[Stored records]
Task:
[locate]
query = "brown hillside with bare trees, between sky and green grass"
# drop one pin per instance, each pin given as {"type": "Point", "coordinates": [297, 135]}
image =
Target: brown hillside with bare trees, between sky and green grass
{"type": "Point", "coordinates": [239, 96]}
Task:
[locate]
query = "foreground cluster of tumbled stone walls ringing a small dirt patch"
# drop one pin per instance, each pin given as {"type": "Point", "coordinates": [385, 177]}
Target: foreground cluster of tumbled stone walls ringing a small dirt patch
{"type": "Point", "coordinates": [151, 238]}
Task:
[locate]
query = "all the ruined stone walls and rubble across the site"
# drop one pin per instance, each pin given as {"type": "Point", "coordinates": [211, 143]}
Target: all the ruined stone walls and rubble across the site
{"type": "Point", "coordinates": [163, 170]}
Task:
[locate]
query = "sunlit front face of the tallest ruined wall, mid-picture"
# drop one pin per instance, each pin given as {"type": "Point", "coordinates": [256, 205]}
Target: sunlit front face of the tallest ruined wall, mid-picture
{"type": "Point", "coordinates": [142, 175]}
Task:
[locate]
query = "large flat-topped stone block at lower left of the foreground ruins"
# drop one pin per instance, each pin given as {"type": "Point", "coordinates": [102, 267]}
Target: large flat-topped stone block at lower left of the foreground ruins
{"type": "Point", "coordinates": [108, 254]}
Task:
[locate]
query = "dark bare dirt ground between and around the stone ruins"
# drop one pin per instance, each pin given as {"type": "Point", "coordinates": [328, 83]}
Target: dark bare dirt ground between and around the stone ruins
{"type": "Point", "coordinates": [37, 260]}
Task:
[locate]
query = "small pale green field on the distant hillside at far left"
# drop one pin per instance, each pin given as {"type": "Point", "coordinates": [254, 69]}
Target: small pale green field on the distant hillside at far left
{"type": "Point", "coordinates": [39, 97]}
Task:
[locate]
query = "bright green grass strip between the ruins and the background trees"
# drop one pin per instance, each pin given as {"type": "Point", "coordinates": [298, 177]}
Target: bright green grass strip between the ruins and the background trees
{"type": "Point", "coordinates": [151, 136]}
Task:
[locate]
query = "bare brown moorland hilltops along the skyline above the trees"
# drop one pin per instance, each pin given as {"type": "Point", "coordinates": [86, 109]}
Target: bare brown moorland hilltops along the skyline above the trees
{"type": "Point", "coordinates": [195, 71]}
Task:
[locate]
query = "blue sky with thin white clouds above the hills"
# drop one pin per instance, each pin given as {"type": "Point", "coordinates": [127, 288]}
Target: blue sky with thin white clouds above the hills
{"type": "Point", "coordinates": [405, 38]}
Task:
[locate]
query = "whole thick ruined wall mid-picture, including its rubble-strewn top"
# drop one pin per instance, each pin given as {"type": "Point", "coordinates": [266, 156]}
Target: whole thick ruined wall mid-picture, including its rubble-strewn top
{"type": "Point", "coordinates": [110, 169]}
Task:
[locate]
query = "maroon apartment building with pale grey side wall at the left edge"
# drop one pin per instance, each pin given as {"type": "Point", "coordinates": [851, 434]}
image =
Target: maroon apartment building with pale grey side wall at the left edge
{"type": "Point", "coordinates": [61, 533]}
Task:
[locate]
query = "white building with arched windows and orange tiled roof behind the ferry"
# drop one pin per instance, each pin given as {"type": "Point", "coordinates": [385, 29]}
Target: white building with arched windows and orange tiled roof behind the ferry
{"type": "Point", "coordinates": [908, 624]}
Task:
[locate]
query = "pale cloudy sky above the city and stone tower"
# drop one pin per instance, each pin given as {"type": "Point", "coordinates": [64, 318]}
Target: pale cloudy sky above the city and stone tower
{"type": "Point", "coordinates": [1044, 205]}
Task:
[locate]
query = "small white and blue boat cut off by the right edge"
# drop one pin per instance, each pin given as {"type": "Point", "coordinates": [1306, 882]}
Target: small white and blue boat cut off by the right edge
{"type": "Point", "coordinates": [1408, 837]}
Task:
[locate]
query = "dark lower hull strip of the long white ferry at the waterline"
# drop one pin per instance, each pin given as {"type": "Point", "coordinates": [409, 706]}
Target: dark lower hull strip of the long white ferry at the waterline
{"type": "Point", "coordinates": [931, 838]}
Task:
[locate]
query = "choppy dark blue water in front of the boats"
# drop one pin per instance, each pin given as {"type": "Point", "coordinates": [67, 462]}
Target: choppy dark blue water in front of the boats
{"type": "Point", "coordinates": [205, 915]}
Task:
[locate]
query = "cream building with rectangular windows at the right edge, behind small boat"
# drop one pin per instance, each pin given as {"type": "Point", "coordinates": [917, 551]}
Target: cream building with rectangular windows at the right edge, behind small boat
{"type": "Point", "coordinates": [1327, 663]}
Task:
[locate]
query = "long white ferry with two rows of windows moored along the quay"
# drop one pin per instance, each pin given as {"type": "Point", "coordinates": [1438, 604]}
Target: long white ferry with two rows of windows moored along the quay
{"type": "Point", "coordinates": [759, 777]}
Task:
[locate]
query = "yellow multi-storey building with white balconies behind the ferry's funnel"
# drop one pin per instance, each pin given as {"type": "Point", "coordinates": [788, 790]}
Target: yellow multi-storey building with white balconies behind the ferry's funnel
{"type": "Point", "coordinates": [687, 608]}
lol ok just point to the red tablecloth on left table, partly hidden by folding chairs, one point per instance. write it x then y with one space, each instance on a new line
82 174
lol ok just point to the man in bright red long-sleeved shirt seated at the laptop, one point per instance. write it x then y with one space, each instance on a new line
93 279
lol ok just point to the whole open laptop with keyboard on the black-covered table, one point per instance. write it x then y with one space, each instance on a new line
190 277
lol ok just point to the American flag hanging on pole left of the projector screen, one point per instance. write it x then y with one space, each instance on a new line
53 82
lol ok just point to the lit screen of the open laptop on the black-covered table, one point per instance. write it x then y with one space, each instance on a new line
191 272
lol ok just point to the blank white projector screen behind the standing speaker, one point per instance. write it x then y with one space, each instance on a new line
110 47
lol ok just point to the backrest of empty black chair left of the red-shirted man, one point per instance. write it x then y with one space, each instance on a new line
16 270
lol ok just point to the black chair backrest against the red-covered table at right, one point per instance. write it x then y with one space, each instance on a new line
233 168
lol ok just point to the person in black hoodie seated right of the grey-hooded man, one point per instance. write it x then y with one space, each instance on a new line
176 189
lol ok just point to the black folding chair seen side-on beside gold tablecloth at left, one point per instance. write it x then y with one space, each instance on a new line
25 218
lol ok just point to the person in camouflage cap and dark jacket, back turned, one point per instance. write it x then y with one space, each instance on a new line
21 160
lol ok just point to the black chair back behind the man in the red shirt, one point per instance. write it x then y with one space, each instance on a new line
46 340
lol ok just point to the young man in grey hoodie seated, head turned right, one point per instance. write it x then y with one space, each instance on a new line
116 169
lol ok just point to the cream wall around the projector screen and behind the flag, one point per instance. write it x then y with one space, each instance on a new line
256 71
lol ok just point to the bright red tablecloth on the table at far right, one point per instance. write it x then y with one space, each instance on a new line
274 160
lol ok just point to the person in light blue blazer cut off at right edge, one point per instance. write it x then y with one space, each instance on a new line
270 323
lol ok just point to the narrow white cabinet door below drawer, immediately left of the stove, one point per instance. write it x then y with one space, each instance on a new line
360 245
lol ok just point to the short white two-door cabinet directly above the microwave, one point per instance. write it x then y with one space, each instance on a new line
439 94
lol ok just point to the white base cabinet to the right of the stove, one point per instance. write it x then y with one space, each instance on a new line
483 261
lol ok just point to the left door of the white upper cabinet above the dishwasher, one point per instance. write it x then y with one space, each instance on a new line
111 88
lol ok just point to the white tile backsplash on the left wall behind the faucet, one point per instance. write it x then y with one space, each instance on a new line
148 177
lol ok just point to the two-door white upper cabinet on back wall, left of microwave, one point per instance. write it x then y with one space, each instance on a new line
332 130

**What to work on**
Repeat the records exactly, including every line.

**Response**
Task:
[locate]
query = "brown hillside with bare trees, between sky and green grass"
# drop one pin per instance, each pin given as {"type": "Point", "coordinates": [297, 135]}
image =
Target: brown hillside with bare trees, between sky and green grass
{"type": "Point", "coordinates": [239, 96]}
Task:
[locate]
query = "foreground cluster of tumbled stone walls ringing a small dirt patch"
# drop one pin per instance, each pin given as {"type": "Point", "coordinates": [385, 177]}
Target: foreground cluster of tumbled stone walls ringing a small dirt patch
{"type": "Point", "coordinates": [151, 238]}
Task:
[locate]
query = "all the ruined stone walls and rubble across the site"
# drop one pin per instance, each pin given as {"type": "Point", "coordinates": [211, 143]}
Target: all the ruined stone walls and rubble across the site
{"type": "Point", "coordinates": [163, 170]}
Task:
[locate]
query = "sunlit front face of the tallest ruined wall, mid-picture"
# drop one pin per instance, each pin given as {"type": "Point", "coordinates": [256, 205]}
Target: sunlit front face of the tallest ruined wall, mid-picture
{"type": "Point", "coordinates": [142, 175]}
Task:
[locate]
query = "large flat-topped stone block at lower left of the foreground ruins"
# drop one pin per instance, each pin given as {"type": "Point", "coordinates": [102, 267]}
Target: large flat-topped stone block at lower left of the foreground ruins
{"type": "Point", "coordinates": [108, 254]}
Task:
[locate]
query = "dark bare dirt ground between and around the stone ruins"
# drop one pin per instance, each pin given as {"type": "Point", "coordinates": [328, 83]}
Target: dark bare dirt ground between and around the stone ruins
{"type": "Point", "coordinates": [37, 260]}
Task:
[locate]
query = "small pale green field on the distant hillside at far left"
# drop one pin per instance, each pin given as {"type": "Point", "coordinates": [254, 69]}
Target: small pale green field on the distant hillside at far left
{"type": "Point", "coordinates": [39, 97]}
Task:
[locate]
query = "bright green grass strip between the ruins and the background trees"
# drop one pin per instance, each pin given as {"type": "Point", "coordinates": [298, 177]}
Target: bright green grass strip between the ruins and the background trees
{"type": "Point", "coordinates": [151, 136]}
Task:
[locate]
query = "bare brown moorland hilltops along the skyline above the trees"
# drop one pin per instance, each pin given as {"type": "Point", "coordinates": [86, 109]}
Target: bare brown moorland hilltops along the skyline above the trees
{"type": "Point", "coordinates": [195, 71]}
Task:
[locate]
query = "blue sky with thin white clouds above the hills"
# drop one pin per instance, each pin given as {"type": "Point", "coordinates": [127, 288]}
Target: blue sky with thin white clouds above the hills
{"type": "Point", "coordinates": [405, 38]}
Task:
[locate]
query = "whole thick ruined wall mid-picture, including its rubble-strewn top"
# drop one pin per instance, each pin given as {"type": "Point", "coordinates": [266, 156]}
Target: whole thick ruined wall mid-picture, including its rubble-strewn top
{"type": "Point", "coordinates": [110, 169]}
Task:
[locate]
query = "maroon apartment building with pale grey side wall at the left edge"
# drop one pin per instance, each pin given as {"type": "Point", "coordinates": [851, 434]}
image =
Target: maroon apartment building with pale grey side wall at the left edge
{"type": "Point", "coordinates": [61, 533]}
Task:
[locate]
query = "white building with arched windows and orange tiled roof behind the ferry"
# drop one pin per instance, each pin given as {"type": "Point", "coordinates": [385, 29]}
Target: white building with arched windows and orange tiled roof behind the ferry
{"type": "Point", "coordinates": [908, 624]}
Task:
[locate]
query = "pale cloudy sky above the city and stone tower"
# drop one pin per instance, each pin given as {"type": "Point", "coordinates": [64, 318]}
Target: pale cloudy sky above the city and stone tower
{"type": "Point", "coordinates": [1044, 205]}
Task:
[locate]
query = "small white and blue boat cut off by the right edge"
# drop one pin per instance, each pin given as {"type": "Point", "coordinates": [1306, 882]}
Target: small white and blue boat cut off by the right edge
{"type": "Point", "coordinates": [1408, 837]}
Task:
[locate]
query = "dark lower hull strip of the long white ferry at the waterline"
# drop one pin per instance, each pin given as {"type": "Point", "coordinates": [409, 706]}
Target: dark lower hull strip of the long white ferry at the waterline
{"type": "Point", "coordinates": [931, 838]}
Task:
[locate]
query = "choppy dark blue water in front of the boats"
# drop one pin per instance, each pin given as {"type": "Point", "coordinates": [67, 462]}
Target: choppy dark blue water in front of the boats
{"type": "Point", "coordinates": [205, 915]}
Task:
[locate]
query = "cream building with rectangular windows at the right edge, behind small boat"
# drop one pin per instance, each pin given as {"type": "Point", "coordinates": [917, 551]}
Target: cream building with rectangular windows at the right edge, behind small boat
{"type": "Point", "coordinates": [1327, 663]}
Task:
[locate]
query = "long white ferry with two rows of windows moored along the quay"
# drop one pin per instance, each pin given as {"type": "Point", "coordinates": [1438, 604]}
Target: long white ferry with two rows of windows moored along the quay
{"type": "Point", "coordinates": [759, 777]}
Task:
[locate]
query = "yellow multi-storey building with white balconies behind the ferry's funnel"
# drop one pin per instance, each pin given as {"type": "Point", "coordinates": [788, 790]}
Target: yellow multi-storey building with white balconies behind the ferry's funnel
{"type": "Point", "coordinates": [687, 608]}
lol ok just point to the red tablecloth on left table, partly hidden by folding chairs, one point per instance. write it x then y with one space, each instance on a new line
82 174
lol ok just point to the man in bright red long-sleeved shirt seated at the laptop, one point per instance. write it x then y with one space, each instance on a new line
93 279
lol ok just point to the whole open laptop with keyboard on the black-covered table, one point per instance. write it x then y with one space, each instance on a new line
190 277
lol ok just point to the American flag hanging on pole left of the projector screen, one point per instance. write it x then y with one space, each instance on a new line
53 82
lol ok just point to the lit screen of the open laptop on the black-covered table, one point per instance. write it x then y with one space, each instance on a new line
191 272
lol ok just point to the blank white projector screen behind the standing speaker, one point per instance. write it x then y with one space, each instance on a new line
110 47
lol ok just point to the backrest of empty black chair left of the red-shirted man, one point per instance. write it x then y with one space, each instance on a new line
16 270
lol ok just point to the black chair backrest against the red-covered table at right, one point per instance. write it x then y with one space, each instance on a new line
233 168
lol ok just point to the person in black hoodie seated right of the grey-hooded man, one point per instance. write it x then y with one space, each instance on a new line
176 189
lol ok just point to the black folding chair seen side-on beside gold tablecloth at left, one point per instance. write it x then y with one space, each instance on a new line
25 218
lol ok just point to the person in camouflage cap and dark jacket, back turned, one point per instance. write it x then y with one space, each instance on a new line
21 160
lol ok just point to the black chair back behind the man in the red shirt, one point per instance. write it x then y with one space, each instance on a new line
46 340
lol ok just point to the young man in grey hoodie seated, head turned right, one point per instance. write it x then y with one space, each instance on a new line
116 169
lol ok just point to the cream wall around the projector screen and behind the flag, one point per instance. write it x then y with one space, each instance on a new line
256 71
lol ok just point to the bright red tablecloth on the table at far right, one point per instance. write it x then y with one space, each instance on a new line
274 160
lol ok just point to the person in light blue blazer cut off at right edge, one point per instance. write it x then y with one space, each instance on a new line
270 323
lol ok just point to the narrow white cabinet door below drawer, immediately left of the stove, one point per instance. write it x then y with one space, each instance on a new line
360 245
lol ok just point to the short white two-door cabinet directly above the microwave, one point per instance. write it x then y with one space, each instance on a new line
439 94
lol ok just point to the white base cabinet to the right of the stove, one point per instance. write it x then y with one space, each instance on a new line
483 261
lol ok just point to the left door of the white upper cabinet above the dishwasher, one point per instance. write it x then y with one space, each instance on a new line
111 88
lol ok just point to the white tile backsplash on the left wall behind the faucet, one point per instance. write it x then y with one space, each instance on a new line
148 177
lol ok just point to the two-door white upper cabinet on back wall, left of microwave, one point per instance. write it x then y with one space, each instance on a new line
332 130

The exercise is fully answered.